### Passage to read
··········

# NextStat: Full Analysis Tutorial

This tutorial walks through a complete HistFactory analysis using NextStat — from workspace construction to publication-quality plots.

Analogous to the [cabinetry tutorial](https://github.com/scikit-hep/cabinetry/blob/master/docs/tutorials/example.ipynb), but using NextStat's Rust-powered engine.

### What you'll learn
1. Build a pyhf-compatible workspace
2. Inspect the model (parameters, modifiers, channels)
3. Run an MLE fit
4. Generate pulls, ranking, correlation, and distribution plots
5. Perform profile likelihood scans and CLs exclusion
6. Use the native Rust renderer with ATLAS/CMS/NextStat themes
7. Export results to SVG/PDF

In [None]:
# Install dependencies (Colab / first run)
# !pip install -q nextstat numpy

## 1. Setup

In [None]:
import json
import numpy as np
import nextstat

print(f"NextStat version: {nextstat.__version__}")

··········

### Extracted data

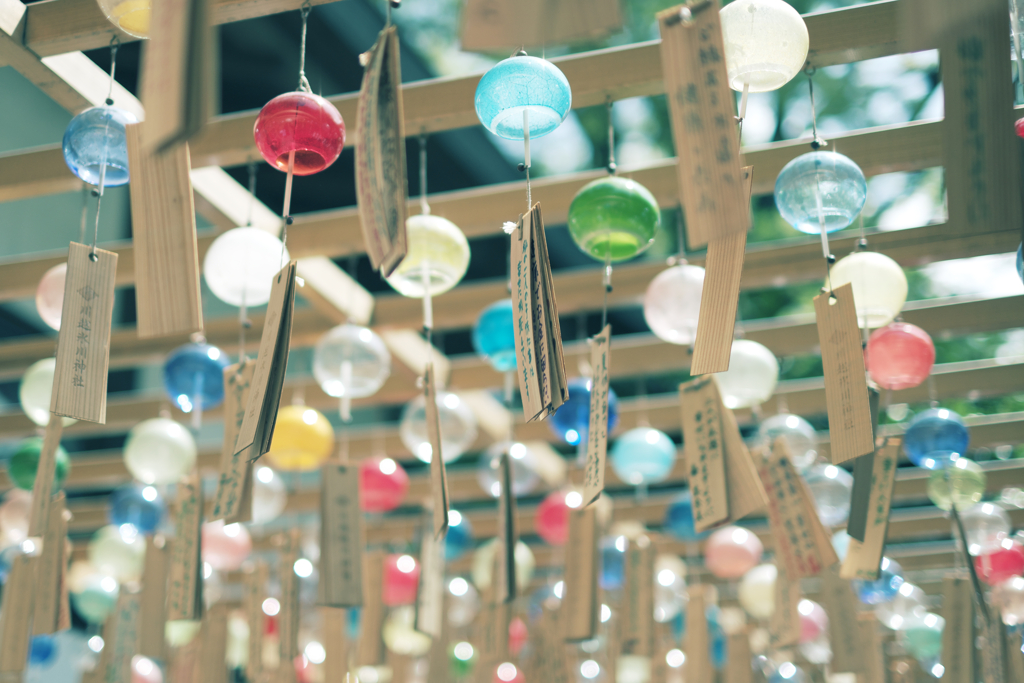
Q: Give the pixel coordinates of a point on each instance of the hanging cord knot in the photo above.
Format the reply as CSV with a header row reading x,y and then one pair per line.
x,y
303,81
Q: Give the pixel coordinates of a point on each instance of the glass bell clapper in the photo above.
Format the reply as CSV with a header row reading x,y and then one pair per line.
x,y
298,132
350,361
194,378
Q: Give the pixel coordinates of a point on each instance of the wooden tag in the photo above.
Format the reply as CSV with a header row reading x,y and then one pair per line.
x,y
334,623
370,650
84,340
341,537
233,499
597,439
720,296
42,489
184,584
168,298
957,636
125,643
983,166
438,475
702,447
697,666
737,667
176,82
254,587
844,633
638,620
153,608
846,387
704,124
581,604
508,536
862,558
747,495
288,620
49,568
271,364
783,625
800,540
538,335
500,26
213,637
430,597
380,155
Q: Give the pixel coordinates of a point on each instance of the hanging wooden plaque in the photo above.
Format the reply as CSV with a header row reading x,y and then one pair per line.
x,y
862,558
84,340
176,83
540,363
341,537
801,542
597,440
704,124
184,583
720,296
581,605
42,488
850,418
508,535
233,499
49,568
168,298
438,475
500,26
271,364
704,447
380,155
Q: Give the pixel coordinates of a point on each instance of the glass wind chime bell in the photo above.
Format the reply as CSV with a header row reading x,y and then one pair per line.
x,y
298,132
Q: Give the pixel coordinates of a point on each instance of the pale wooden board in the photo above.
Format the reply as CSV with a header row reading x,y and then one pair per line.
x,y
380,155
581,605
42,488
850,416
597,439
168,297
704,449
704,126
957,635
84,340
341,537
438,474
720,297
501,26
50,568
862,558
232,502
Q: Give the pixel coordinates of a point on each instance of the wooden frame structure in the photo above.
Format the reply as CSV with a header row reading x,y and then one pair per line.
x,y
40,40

··········

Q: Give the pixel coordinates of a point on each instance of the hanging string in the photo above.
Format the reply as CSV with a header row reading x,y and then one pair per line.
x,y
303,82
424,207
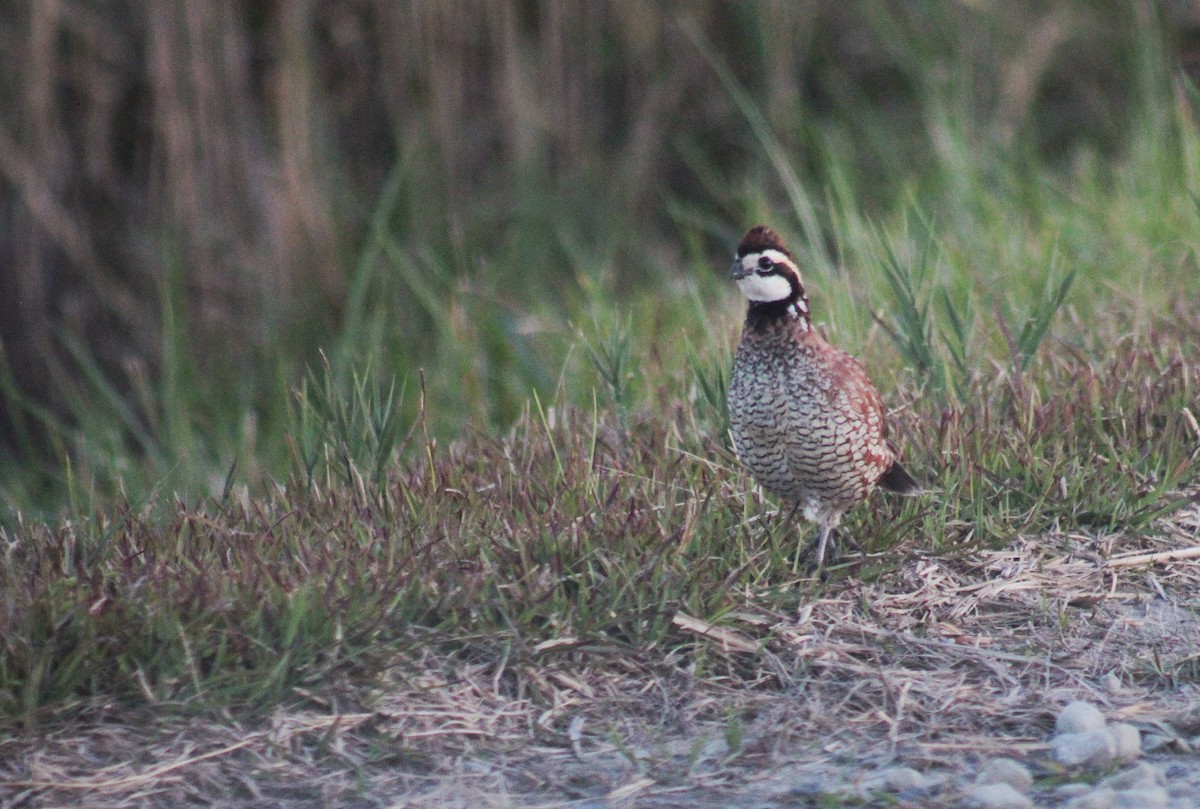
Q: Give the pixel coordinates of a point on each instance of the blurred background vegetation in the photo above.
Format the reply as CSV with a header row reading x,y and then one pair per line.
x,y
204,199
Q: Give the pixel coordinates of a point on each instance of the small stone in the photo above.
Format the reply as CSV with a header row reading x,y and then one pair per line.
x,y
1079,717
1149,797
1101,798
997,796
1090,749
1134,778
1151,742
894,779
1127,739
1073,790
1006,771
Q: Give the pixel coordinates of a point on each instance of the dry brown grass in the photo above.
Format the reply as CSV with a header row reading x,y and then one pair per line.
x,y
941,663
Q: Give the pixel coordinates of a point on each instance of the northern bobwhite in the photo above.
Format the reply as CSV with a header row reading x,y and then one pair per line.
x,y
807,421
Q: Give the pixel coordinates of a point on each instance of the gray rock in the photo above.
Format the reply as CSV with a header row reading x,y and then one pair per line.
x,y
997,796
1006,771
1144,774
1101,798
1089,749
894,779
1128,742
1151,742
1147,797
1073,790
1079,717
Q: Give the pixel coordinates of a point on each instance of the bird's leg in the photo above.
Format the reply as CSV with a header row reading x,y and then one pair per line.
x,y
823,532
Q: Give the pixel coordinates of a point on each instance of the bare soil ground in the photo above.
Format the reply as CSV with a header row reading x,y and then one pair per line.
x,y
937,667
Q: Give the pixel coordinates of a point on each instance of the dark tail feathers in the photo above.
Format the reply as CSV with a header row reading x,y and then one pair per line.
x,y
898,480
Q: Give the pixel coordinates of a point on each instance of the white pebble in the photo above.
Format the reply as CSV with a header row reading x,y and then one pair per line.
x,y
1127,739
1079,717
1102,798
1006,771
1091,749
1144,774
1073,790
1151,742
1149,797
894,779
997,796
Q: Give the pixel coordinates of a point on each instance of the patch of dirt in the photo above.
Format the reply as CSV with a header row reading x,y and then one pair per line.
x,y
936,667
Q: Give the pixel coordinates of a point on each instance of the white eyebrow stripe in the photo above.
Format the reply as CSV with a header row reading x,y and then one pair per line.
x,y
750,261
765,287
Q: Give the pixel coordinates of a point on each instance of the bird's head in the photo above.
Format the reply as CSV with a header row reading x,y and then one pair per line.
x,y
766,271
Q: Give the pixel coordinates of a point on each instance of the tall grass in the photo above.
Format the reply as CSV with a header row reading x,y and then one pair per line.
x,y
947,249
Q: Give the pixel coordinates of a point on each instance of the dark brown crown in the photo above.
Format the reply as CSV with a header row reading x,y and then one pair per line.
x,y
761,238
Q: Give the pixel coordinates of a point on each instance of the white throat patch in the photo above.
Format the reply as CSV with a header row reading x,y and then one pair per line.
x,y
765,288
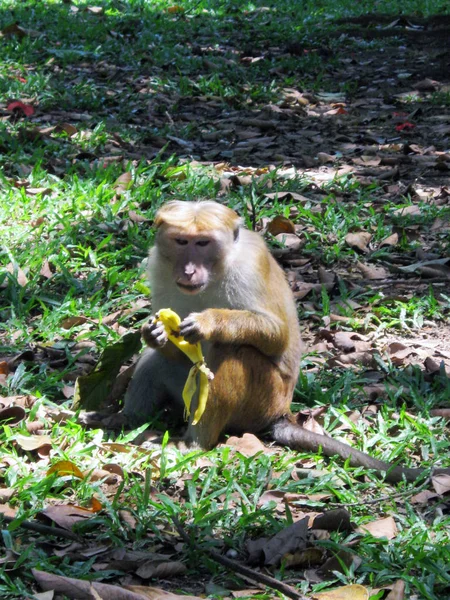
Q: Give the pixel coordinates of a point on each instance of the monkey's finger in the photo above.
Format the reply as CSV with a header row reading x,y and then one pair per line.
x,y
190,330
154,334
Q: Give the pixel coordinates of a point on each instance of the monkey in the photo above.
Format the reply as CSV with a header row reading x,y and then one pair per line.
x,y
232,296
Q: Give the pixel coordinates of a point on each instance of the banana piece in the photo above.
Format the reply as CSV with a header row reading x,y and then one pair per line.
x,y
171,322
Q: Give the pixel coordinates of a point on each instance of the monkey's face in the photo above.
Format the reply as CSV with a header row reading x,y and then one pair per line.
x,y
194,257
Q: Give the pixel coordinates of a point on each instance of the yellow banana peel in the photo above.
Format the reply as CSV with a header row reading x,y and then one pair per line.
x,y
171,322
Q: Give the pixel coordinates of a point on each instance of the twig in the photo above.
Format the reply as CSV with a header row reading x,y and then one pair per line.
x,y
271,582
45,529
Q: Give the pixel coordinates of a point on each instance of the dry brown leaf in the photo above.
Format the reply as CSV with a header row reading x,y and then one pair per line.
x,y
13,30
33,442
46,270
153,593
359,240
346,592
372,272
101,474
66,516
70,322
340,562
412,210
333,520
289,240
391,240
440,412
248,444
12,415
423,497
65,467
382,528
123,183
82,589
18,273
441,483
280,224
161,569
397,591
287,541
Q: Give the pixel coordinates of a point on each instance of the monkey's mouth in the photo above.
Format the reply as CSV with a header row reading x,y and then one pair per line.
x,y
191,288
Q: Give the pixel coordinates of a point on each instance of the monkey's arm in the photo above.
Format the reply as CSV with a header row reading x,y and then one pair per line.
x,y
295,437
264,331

··········

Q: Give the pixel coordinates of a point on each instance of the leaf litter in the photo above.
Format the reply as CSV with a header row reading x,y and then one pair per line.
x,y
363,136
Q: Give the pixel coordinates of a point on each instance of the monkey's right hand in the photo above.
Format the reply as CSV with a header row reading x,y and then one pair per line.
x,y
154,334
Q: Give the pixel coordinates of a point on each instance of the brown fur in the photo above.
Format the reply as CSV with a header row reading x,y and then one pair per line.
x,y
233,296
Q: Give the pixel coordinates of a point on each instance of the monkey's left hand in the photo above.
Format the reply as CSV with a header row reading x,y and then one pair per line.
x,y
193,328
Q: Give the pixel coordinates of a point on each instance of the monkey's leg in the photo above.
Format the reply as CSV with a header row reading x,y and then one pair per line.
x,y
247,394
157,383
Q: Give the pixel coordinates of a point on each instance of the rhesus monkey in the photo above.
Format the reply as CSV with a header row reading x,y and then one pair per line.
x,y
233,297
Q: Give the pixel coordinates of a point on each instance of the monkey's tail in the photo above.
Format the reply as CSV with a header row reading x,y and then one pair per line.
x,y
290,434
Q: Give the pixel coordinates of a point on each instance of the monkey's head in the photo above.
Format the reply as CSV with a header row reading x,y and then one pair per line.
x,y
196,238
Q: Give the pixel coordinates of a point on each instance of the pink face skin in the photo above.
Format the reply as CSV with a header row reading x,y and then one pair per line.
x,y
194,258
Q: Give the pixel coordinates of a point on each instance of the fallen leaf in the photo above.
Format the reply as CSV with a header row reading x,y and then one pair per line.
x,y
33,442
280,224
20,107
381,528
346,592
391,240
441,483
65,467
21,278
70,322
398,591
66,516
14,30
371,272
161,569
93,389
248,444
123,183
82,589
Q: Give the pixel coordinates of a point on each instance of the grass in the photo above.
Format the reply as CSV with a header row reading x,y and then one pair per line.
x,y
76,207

··········

### Written instruction 1
Copy the part of the NextStat tutorial that opens with the words containing "3. Run an MLE" and closes with "(Colab / first run)", swapping "renderer" for "backend".
### Written instruction 2
Rewrite the paragraph of the NextStat tutorial that begins "This tutorial walks through" more briefly, keeping its main facts.
The rows are separate material and are not connected to the NextStat tutorial.

### Task output 1
3. Run an MLE fit
4. Generate pulls, ranking, correlation, and distribution plots
5. Perform profile likelihood scans and CLs exclusion
6. Use the native Rust backend with ATLAS/CMS/NextStat themes
7. Export results to SVG/PDF

In [None]:
# Install dependencies (Colab / first run)

### Task output 2
The tutorial covers a full NextStat HistFactory analysis, from workspace construction to publication-quality plots.